▶ **Отрывок для чтения**
╭──
А в лесу школьники, которые возвращались со второй смены, не раз видели светящиеся глаза волков. Поэтому часто шли с зажженными факелами (сооружая их, пучки льна привязывали на палочки). «Волков после вой­ны было много. Кто около леса жил, к тем прямо в окошки заглядывали».

К слову, до того, как из Рудни в Любавичи «стал ходить автобус, пускали крытую машину». Пока доезжали до города, машина не раз оказывалась «по уши в грязи». Когда же появились велосипеды, радости не было предела. Часто один на всю семью, он был постоянно занят.

Праздновали по-старому

Нечастые дни полного отдыха березинцев, как и до революции, были полностью соотнесены с православной культурной традицией. В дни великих церковных праздников строго соблюдался запрет на любой труд. А, например, на Радоницу, до обеда в огороде работать разрешалось, в обед поминали, а вечером уже можно было и веселиться. «До обеда пашут, в обед плачут, после обеда скачут».

Одним из важных дней была Пятенка (праздник в честь святой Параскевы Пятницы). Вдоль речки «на гору и под Большую Березину» – пройдя этим путем, путник видел криницу с большим деревянным крестом и добротным срубом, рядом – поляна. Это место называлось Капличка. На освящение воды туда привозили батюшку из Любавич, а народу собиралось не меньше, чем на Маевку: из деревень Одрино, Могильно, «и портасовцы, загорцы, все наши…». Криница глубокая, а вода чистая, как стекло. Туда бросали копейки, соблюдая какое‑то всеми забытое поверье, со дна они были прекрасно различимы, лежали «как на ладони». Здесь жителям продавали привезенные из Белоруссии сладости, в основном – конфеты-­подушечки, позже «приезжал магазин».

Обязательно чтили Пасху, а три дня Троицы назывались «Духа, Троица и Тройчанок». В Великую субботу вечером в основном женщины шли в любавичскую церковь «посвяцать пасху». И до вой­ны жители Малой Березины ходили в это крупное еврейское село на службы. Здесь находились две ближайшие к ним православные церкви – Успенская действует и сегодня, а вот вторая – Никольская – после вой­ны восстановлена не была. Но память о ней сохранена в названии Никольской улицы. Жители Малой Березины до революции были прихожанами Никольской церкви, записи о браке, рождении детей, смерти делались в ее метрических книгах.
╰──
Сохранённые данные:
╭──
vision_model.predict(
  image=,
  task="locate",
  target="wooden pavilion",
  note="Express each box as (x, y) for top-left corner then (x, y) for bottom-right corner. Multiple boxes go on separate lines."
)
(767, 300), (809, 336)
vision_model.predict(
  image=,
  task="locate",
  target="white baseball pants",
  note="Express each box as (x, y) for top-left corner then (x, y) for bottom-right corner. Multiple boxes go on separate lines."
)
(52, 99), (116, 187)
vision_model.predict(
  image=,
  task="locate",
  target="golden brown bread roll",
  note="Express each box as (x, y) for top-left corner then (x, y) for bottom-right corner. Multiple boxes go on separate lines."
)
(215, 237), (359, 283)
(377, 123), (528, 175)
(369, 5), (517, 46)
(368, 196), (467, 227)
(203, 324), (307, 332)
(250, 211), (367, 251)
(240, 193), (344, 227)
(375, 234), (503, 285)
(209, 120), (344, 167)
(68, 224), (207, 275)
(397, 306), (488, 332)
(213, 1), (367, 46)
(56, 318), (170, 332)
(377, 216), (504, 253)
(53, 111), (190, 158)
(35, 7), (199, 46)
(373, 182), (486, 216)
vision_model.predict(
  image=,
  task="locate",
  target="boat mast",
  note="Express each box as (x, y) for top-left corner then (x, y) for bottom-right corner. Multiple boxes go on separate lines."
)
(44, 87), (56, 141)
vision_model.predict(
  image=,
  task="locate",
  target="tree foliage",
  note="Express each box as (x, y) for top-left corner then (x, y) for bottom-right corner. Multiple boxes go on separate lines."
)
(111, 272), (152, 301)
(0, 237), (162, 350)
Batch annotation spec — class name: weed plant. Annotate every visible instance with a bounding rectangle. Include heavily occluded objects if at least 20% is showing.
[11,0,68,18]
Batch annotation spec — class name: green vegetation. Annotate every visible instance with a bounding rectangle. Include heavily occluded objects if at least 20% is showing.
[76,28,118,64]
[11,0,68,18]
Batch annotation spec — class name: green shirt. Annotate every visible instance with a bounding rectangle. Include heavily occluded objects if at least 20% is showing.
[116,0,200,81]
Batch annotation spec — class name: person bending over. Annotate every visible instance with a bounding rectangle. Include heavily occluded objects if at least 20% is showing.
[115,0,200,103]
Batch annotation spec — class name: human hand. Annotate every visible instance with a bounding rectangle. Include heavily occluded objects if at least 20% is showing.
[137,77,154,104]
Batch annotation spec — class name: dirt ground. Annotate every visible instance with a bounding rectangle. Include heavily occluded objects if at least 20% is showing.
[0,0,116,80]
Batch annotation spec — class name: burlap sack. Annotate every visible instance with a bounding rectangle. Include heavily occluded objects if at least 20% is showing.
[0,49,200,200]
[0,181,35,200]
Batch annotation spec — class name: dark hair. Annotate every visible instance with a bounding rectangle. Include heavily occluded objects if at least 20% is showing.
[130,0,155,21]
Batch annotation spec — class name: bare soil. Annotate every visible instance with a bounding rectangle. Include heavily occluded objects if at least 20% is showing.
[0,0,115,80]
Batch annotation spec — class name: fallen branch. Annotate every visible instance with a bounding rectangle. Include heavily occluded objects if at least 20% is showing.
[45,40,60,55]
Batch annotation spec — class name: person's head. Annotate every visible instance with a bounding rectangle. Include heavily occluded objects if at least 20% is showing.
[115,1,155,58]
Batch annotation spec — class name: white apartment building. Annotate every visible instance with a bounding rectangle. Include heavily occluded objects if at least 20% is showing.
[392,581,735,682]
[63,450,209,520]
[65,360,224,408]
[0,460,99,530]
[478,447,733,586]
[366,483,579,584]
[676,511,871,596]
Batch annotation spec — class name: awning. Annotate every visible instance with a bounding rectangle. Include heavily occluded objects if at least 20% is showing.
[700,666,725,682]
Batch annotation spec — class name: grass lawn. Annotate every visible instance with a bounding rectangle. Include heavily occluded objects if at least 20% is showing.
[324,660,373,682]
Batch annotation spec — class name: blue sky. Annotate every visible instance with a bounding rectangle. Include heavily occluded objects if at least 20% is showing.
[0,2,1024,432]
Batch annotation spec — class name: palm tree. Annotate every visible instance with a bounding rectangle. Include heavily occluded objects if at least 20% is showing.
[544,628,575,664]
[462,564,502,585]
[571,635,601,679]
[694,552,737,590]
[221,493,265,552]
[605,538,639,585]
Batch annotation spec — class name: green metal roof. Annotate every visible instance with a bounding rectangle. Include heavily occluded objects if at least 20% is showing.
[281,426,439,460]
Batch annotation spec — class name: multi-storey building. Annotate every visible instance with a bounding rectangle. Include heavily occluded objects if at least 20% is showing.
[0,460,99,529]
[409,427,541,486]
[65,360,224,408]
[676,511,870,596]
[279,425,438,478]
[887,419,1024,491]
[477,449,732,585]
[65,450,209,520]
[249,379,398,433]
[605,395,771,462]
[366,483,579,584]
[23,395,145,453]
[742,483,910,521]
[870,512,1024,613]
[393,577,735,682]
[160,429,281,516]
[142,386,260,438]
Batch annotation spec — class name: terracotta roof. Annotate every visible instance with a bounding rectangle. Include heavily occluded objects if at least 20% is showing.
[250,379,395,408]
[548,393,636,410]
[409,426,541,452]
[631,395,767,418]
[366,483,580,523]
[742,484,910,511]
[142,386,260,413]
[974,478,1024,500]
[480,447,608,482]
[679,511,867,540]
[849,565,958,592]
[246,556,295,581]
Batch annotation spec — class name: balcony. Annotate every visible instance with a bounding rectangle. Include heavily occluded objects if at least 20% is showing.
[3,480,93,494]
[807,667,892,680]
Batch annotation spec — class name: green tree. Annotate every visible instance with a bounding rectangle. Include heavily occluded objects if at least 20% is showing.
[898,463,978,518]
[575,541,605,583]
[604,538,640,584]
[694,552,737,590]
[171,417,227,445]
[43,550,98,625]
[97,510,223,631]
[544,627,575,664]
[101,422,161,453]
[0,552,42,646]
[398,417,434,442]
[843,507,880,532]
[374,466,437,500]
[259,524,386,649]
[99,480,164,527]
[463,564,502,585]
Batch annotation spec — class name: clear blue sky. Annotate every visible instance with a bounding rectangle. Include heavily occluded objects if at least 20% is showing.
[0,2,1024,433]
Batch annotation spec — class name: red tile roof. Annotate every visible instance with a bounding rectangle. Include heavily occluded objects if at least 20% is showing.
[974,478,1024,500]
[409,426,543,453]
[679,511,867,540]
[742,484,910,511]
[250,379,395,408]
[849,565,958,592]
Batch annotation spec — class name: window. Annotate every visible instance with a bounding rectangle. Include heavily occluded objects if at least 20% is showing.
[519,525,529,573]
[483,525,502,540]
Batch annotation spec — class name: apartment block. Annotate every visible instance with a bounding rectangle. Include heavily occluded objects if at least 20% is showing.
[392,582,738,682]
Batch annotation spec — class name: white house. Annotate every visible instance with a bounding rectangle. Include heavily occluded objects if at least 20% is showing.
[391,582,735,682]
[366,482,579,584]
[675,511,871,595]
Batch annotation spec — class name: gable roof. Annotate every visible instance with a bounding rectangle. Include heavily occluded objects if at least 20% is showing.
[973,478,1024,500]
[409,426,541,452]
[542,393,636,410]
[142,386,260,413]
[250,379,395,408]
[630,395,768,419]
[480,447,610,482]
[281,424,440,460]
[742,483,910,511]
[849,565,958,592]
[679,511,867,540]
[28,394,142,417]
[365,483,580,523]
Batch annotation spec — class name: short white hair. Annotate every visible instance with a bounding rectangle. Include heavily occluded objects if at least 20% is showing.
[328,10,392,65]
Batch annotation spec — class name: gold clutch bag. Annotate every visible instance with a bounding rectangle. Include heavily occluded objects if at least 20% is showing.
╰──
▶ **Задание 1**
Определите, согласуются ли с отрывком утверждения (а), (б) и (в), и к каждому ответу «да» или «нет» приведите дословно решающие слова отрывка. (а) Факелы школьники делали из пучков льна, привязанных к палочкам. (б) На Радоницу до обеда работать в огороде запрещалось. (в) Батюшку для освящения воды привозили из Любавич.
▶ **Задание 2**
Выпишите из отрывка дословно фрагмент от слов «Обязательно чтили Пасху, а» до слов «ее метрических книгах.» включительно.
Записи являются отдельным материалом.

▶ **Ответ 1**
(а) Да: «пучки льна привязывали на палочки».
(б) Нет: «до обеда в огороде работать разрешалось».
(в) Да: «На освящение воды туда привозили батюшку из Любавич».

▶ **Ответ 2**
Обязательно чтили Пасху, а три дня Троицы назывались «Духа, Троица и Тройчанок». В Великую субботу вечером в основном женщины шли в любавичскую церковь «посвяцать пасху». И до вой­ны жители Малой Березины ходили в это крупное еврейское село на службы. Здесь находились две ближайшие к ним православные церкви – Успенская действует и сегодня, а вот вторая – Никольская – после вой­ны восстановлена не была. Но память о ней сохранена в названии Никольской улицы. Жители Малой Березины до революции были прихожанами Никольской церкви, записи о браке, рождении детей, смерти делались в ее метрических книгах.